Records shown Block Start

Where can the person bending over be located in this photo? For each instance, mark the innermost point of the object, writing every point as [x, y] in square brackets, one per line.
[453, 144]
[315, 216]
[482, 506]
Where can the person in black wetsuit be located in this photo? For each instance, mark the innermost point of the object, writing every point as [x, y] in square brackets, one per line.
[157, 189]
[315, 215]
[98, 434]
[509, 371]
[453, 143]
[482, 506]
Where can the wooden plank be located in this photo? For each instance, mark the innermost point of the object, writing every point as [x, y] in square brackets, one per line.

Records shown Block End

## Directions for this task:
Copying begins at the line that holds "Where can the person in" and ends at the last line of the data above, with both included and each line kept exactly.

## The completed task:
Where can the person in black wetsuit be located in this photo? For each instance, mark the innermost point of the object, writing every point as [x, y] in square brackets, one per line.
[157, 189]
[315, 215]
[98, 434]
[509, 371]
[453, 143]
[482, 506]
Where can the wooden plank be located in this photo? For each instance, mark the innermost point of the object, writing every point as [x, y] in square brackets, one per line.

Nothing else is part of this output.